**What is being asked**:
Render the lines below as a JSON list of strings, one string per line, with blank lines omitted. Leave the pictures out of the answer.

**Extracted entries**:

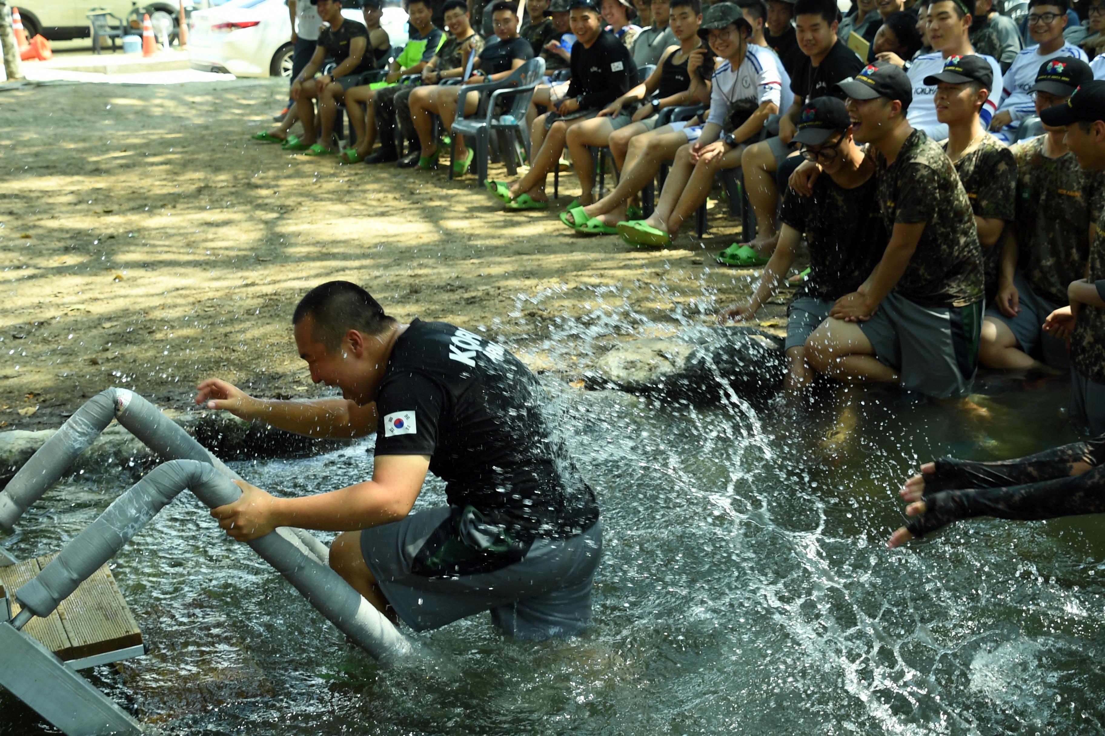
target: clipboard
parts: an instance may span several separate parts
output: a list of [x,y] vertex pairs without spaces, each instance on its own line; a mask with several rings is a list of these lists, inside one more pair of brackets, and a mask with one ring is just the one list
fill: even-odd
[[848,47],[859,54],[864,63],[871,56],[871,44],[855,31],[848,34]]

**Full answer**:
[
  "target: clipboard",
  "parts: an instance may span several separate parts",
  "output: a list of [x,y] vertex pairs without spaces, each instance on its own line; a mask with several rings is a list of these lists, inside one more pair of brackets, and a mask with one ring is just the one list",
  "fill: even-odd",
  "[[848,47],[859,54],[864,63],[871,56],[871,44],[855,31],[848,34]]"
]